== Your task ==
Sift the material for lines containing "horse", and return them.

== Exercise material ==
*** Block opens ***
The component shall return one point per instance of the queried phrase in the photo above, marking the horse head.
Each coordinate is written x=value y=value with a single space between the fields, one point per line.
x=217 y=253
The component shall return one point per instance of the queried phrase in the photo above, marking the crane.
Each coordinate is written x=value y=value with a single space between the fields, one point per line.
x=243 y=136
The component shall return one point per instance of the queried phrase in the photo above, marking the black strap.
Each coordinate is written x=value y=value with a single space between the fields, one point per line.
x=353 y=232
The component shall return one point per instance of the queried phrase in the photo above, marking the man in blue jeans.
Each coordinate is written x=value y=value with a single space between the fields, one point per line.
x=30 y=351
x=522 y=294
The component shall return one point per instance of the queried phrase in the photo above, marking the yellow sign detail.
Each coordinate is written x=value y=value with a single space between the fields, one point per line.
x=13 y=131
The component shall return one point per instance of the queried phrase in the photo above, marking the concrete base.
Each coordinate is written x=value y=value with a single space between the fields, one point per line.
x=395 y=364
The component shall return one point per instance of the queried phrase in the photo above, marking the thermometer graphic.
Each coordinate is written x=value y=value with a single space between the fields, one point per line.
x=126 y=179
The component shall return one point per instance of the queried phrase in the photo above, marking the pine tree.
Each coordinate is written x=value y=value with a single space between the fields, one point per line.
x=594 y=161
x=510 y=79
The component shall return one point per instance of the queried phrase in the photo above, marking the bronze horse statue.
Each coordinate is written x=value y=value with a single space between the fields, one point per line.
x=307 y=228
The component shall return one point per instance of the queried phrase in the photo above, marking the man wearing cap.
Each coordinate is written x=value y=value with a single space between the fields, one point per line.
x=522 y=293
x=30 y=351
*** Block closes ***
== Your solution ==
The component shall return one point per instance of the queried phrase in the photo above, marking the horse head.
The component shall return one point per instance of the queried phrase in the photo above, marking the bronze horse statue.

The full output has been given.